UMTRA Surface Remediation: Contamination at the former SWI Riverton mill site resulted from milling of uranium ores. At the start of the UMTRA clean up project, radioactively contaminated materials at the site included uranium and vanadium mill tailings, radium, thorium, and uranium residues mixed locally with soil, and debris remaining from the prior mill demolition work. Prior to site remediation, the mill site and tailings pile were acquired in 1987 by the State of Wyoming. Remediation began in May 1988 and was completed in September 1990. After decontamination of the former mill site, the cleaned-up areas were backfilled with clean soil and graded to elevations compatible with the surrounding land and drainage. The areas were then revegetated with native species. Ownership of the remediated site will eventually revert from the State of Wyoming to industrial/commercial use. The U.S. Department of Energy, in order to fulfill requirements of the UMTRA program for groundwater restoration, will retain control of the property until all phases of the UMTRA Riverton Project are complete.

Disposal Area: The mill tailings and contaminated soils and debris from the Riverton mill site and contaminated materials from 42 nearby vicinity properties were transported to the UMETCO Gas Hills Disposal Site. That Title II disposal site is located in the Gas Hill uranium mining district about 45 miles east of the city of Riverton and is licensed by the U.S. Nuclear Regulatory Commission.

Responsibility for Remediation: U.S. Department of Energy, 100 percent.

Stewardship: The U.S. Department of Energy (DOE) is responsible for long-term stewardship tasks at the former Riverton mill site, including groundwater monitoring and implementation of water-use restrictions. For the remediated site, DOE maintains data relating to site characterization, design parameters for site restoration, and current and historical site monitoring data.
—————
WHAT YOU NEED TO DO>
**1)** From the Riverton mill site text, write out the passage starting with "Disposal Area: The" and going on through "Energy, 100 percent.".
**2)** According to the Riverton mill site text, where is the Title II disposal site located relative to the city of Riverton?

RECORDED INFORMATION>
—————
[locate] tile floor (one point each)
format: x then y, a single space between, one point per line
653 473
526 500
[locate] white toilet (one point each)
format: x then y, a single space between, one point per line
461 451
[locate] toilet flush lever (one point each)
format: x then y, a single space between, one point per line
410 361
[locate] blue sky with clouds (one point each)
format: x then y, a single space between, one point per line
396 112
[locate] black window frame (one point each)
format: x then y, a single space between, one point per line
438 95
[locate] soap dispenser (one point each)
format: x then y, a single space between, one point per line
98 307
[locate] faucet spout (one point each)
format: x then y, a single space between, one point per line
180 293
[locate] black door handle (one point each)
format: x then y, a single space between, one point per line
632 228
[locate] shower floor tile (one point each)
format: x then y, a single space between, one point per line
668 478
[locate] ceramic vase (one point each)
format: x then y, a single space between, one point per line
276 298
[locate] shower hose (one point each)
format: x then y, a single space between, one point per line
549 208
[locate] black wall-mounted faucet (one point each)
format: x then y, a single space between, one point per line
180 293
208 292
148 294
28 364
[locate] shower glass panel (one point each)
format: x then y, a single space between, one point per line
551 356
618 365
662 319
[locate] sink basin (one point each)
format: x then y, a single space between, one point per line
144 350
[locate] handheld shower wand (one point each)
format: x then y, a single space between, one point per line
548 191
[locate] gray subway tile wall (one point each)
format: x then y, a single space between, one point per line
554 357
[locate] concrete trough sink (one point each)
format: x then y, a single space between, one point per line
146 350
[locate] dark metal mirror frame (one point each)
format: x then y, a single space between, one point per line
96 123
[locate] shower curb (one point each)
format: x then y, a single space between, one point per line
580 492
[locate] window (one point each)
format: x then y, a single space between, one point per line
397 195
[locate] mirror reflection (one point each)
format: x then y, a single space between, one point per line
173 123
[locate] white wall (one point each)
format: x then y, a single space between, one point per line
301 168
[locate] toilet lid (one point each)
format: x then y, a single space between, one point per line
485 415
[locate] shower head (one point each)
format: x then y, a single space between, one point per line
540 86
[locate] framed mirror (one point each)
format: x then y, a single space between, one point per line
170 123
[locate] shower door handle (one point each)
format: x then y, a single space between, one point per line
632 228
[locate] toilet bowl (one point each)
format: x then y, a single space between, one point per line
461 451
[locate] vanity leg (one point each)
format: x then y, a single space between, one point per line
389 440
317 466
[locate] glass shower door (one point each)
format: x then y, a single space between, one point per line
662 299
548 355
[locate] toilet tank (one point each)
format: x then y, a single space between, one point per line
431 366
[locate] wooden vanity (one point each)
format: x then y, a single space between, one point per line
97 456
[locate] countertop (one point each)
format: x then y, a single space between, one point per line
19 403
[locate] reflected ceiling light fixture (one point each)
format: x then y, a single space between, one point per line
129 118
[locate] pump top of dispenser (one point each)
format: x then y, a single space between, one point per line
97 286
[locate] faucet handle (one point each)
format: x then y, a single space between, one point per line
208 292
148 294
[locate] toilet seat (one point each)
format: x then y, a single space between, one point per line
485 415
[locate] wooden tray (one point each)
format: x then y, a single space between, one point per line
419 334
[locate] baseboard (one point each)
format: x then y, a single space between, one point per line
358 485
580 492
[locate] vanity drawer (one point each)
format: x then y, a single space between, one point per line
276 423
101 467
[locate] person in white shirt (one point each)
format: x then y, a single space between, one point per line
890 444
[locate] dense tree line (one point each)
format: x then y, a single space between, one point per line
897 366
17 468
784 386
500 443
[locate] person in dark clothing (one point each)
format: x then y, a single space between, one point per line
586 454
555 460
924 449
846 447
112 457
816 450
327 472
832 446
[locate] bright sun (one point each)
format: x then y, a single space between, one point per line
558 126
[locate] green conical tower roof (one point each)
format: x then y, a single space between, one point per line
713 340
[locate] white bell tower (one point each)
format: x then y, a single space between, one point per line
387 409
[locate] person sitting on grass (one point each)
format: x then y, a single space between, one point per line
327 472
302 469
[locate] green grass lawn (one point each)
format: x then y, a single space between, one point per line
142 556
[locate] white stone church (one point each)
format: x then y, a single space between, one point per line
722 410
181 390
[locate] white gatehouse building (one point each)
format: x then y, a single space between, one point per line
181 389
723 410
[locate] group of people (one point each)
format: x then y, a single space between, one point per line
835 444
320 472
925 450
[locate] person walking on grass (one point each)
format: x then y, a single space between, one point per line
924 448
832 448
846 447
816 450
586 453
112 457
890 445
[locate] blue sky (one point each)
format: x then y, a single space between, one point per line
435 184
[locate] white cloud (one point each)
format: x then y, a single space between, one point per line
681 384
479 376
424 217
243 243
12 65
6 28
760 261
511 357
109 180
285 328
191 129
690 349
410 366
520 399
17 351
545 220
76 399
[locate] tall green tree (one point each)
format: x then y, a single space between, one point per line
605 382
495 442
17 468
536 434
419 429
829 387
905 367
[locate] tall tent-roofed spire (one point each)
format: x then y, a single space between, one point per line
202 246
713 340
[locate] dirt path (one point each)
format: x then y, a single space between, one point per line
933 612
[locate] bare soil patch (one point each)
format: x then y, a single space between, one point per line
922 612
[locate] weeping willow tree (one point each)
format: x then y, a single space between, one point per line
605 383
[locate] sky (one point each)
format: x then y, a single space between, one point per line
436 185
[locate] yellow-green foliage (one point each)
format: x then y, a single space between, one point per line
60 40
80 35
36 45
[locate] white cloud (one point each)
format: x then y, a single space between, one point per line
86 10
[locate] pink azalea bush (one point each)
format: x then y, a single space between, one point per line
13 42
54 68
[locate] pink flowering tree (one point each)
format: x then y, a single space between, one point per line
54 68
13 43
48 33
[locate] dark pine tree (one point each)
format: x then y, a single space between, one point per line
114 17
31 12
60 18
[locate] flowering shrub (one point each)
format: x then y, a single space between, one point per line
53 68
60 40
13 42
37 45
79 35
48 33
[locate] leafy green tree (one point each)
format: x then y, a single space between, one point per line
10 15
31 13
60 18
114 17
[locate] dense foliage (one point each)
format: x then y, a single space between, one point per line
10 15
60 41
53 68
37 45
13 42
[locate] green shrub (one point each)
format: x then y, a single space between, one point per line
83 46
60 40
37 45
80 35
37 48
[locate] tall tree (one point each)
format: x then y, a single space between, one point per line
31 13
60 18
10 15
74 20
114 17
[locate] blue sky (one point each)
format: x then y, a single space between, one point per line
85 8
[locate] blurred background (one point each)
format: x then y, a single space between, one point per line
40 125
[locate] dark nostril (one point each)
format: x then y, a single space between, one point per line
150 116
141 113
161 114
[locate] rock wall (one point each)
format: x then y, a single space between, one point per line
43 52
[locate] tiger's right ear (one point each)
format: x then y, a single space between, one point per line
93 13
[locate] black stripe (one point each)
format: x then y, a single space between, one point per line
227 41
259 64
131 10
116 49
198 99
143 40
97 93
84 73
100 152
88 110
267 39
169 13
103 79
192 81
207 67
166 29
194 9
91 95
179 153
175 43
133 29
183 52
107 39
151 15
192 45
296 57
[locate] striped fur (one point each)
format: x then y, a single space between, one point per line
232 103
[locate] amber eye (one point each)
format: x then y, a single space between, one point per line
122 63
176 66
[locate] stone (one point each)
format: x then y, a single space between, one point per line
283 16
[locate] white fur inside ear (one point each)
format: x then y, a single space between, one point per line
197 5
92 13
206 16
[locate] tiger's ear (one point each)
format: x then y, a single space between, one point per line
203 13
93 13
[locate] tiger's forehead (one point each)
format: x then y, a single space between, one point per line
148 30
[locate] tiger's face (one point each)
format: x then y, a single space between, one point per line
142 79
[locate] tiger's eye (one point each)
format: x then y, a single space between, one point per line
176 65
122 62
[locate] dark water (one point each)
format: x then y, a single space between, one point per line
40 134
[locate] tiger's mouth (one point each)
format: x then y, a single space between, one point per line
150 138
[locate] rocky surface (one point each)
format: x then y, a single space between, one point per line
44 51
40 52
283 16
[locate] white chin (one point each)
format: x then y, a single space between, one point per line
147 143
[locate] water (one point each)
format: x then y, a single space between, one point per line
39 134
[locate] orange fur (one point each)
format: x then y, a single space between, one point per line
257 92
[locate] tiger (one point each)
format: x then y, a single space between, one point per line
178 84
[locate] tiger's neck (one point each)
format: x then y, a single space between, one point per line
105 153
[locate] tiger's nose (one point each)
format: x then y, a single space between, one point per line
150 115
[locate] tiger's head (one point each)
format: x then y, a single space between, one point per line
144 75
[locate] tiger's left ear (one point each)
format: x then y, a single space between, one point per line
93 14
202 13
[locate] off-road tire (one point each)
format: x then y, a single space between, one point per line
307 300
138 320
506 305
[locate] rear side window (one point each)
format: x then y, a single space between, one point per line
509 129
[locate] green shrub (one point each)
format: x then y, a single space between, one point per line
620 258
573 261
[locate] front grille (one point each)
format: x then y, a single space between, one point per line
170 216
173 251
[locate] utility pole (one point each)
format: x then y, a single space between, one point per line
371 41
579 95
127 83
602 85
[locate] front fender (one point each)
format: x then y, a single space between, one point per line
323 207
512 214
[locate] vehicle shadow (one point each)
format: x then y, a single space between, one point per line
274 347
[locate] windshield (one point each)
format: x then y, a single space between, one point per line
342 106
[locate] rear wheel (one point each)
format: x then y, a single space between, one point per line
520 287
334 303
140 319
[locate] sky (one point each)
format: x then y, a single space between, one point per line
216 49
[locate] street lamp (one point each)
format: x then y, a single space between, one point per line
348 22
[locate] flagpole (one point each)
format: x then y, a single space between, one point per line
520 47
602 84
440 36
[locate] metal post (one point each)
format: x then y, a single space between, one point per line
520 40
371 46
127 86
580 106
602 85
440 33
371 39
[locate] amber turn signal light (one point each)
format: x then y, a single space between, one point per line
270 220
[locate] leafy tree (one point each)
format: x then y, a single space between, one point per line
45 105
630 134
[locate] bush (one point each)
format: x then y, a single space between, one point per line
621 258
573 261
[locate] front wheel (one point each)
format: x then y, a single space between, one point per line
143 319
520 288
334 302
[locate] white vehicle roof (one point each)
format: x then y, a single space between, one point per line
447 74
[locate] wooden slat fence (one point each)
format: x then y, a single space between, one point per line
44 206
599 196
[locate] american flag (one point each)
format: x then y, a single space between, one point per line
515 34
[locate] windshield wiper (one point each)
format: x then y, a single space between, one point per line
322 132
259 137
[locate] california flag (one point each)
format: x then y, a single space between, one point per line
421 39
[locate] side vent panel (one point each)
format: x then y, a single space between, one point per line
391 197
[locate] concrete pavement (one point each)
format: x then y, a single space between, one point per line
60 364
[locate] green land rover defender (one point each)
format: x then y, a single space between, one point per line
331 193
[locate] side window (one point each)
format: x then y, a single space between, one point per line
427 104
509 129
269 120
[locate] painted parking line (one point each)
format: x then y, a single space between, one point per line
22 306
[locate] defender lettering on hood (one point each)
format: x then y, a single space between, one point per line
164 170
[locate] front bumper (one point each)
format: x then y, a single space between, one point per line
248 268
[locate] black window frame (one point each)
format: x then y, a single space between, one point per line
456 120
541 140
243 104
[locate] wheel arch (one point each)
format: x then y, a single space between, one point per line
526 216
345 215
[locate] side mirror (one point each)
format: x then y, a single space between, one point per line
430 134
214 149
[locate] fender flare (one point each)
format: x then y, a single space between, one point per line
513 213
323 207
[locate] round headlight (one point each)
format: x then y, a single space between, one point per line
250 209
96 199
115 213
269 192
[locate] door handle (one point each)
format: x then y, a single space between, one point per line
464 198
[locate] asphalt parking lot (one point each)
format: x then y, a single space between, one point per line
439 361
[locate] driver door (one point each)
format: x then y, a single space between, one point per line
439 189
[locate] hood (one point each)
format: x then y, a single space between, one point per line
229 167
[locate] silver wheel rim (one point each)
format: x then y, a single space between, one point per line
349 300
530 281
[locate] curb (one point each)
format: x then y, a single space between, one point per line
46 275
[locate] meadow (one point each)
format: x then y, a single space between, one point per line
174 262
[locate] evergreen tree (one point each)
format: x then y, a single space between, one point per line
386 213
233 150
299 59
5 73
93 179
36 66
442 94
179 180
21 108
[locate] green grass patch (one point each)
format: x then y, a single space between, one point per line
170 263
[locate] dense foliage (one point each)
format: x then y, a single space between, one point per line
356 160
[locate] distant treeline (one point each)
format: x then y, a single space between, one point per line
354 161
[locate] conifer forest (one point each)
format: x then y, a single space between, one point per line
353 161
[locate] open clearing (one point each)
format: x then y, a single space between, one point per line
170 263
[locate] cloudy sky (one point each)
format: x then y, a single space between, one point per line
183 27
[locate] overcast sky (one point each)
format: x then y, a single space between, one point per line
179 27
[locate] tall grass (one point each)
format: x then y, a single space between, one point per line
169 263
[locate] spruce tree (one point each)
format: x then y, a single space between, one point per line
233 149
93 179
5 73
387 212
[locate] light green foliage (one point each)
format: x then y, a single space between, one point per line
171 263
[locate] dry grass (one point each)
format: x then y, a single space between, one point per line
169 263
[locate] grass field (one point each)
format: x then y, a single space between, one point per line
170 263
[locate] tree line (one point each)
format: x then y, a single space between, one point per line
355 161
—————
RESPONSES>
**1)**
Disposal Area: The mill tailings and contaminated soils and debris from the Riverton mill site and contaminated materials from 42 nearby vicinity properties were transported to the UMETCO Gas Hills Disposal Site. That Title II disposal site is located in the Gas Hill uranium mining district about 45 miles east of the city of Riverton and is licensed by the U.S. Nuclear Regulatory Commission.

Responsibility for Remediation: U.S. Department of Energy, 100 percent.

**2)** About 45 miles east of the city of Riverton.